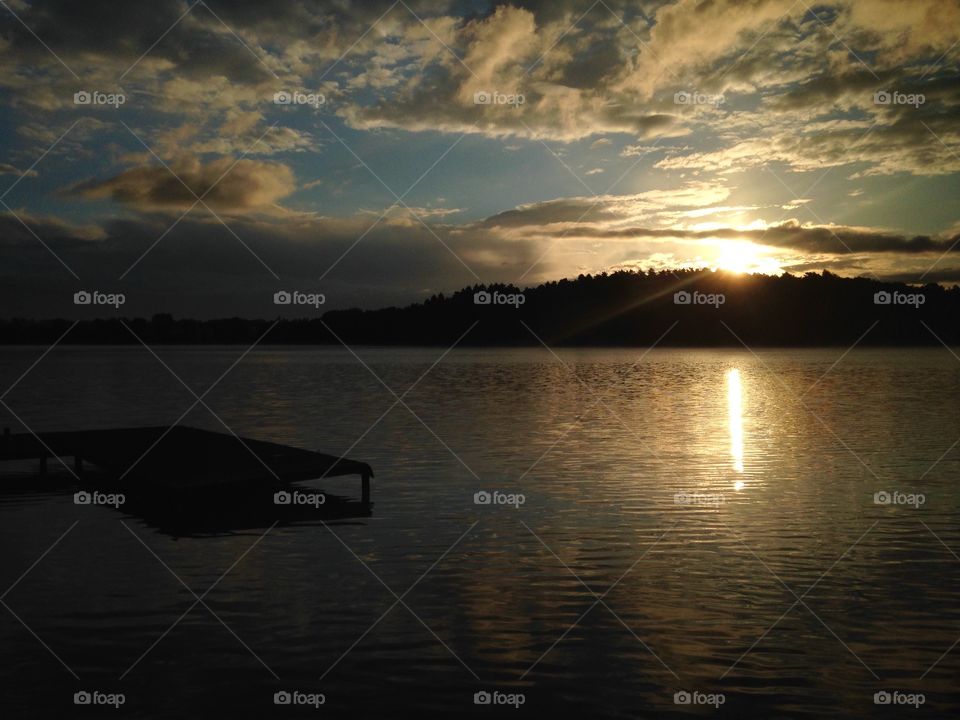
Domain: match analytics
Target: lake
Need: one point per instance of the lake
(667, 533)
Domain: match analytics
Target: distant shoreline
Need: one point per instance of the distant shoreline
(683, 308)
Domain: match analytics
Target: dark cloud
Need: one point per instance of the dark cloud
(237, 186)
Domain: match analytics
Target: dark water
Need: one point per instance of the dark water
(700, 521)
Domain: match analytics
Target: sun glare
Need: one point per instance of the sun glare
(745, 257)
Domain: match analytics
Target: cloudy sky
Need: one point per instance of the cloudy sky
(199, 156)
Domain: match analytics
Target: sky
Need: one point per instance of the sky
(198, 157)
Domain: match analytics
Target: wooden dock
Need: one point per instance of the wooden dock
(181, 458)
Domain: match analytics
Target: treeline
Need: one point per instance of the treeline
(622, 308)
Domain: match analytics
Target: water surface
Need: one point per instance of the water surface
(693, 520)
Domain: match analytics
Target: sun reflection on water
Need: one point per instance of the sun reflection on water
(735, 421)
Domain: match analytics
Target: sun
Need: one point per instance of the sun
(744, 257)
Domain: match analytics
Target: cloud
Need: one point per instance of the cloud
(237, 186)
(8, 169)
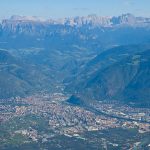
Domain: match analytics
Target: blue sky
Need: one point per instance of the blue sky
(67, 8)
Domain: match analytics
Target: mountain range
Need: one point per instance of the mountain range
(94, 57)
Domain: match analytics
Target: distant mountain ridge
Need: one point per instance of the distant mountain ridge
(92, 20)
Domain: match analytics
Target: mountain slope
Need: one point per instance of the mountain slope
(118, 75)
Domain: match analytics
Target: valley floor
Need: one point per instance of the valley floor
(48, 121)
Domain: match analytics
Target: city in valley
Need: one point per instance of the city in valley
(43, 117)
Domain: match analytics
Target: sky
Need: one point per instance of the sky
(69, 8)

Instruction: Transcribe all the data word for word; the images stay out.

Problem solution:
Domain: match analytics
Target: lake
Need: one point per instance of the lake
(667, 533)
Domain: match analytics
Target: distant shoreline
Need: one point per instance of the distant shoreline
(683, 308)
Domain: match analytics
Target: dark cloud
Need: one point per instance of the dark cloud
(237, 186)
Domain: match analytics
Target: dark water
Need: one point per instance of the dark water
(700, 521)
Domain: match analytics
Target: sun glare
Need: one point per instance of the sun glare
(745, 257)
Domain: match analytics
Target: cloudy sky
Need: one point per instance of the cloudy sky
(199, 156)
Domain: match analytics
Target: sky
Need: one point per instance of the sky
(198, 157)
Domain: match analytics
Target: wooden dock
Need: one point per instance of the wooden dock
(181, 458)
Domain: match analytics
Target: treeline
Need: one point per instance of the treeline
(622, 308)
Domain: match analytics
Target: water surface
Need: one point per instance of the water surface
(693, 520)
Domain: match analytics
Target: sun reflection on water
Need: one point per instance of the sun reflection on water
(735, 421)
Domain: match analytics
Target: sun
Need: one point per instance of the sun
(744, 257)
Domain: match analytics
Target: cloud
Need: one point per instance of the cloud
(237, 186)
(8, 169)
Domain: match analytics
Target: blue sky
Need: one point per instance of the blue sky
(67, 8)
Domain: match analytics
Target: mountain range
Need: one point per instance of the mountain range
(94, 57)
Domain: match analytics
Target: distant mountain ridge
Need: one point per instance of the distant mountain ridge
(92, 20)
Domain: match analytics
Target: mountain slope
Need: one point per instance of the mountain slope
(118, 75)
Domain: match analytics
Target: valley floor
Need: one point per instance of the valley floor
(48, 121)
Domain: match analytics
Target: city in valley
Need: one point per instance of the city in valley
(43, 117)
Domain: match analytics
Target: sky
Need: one point per instance of the sky
(69, 8)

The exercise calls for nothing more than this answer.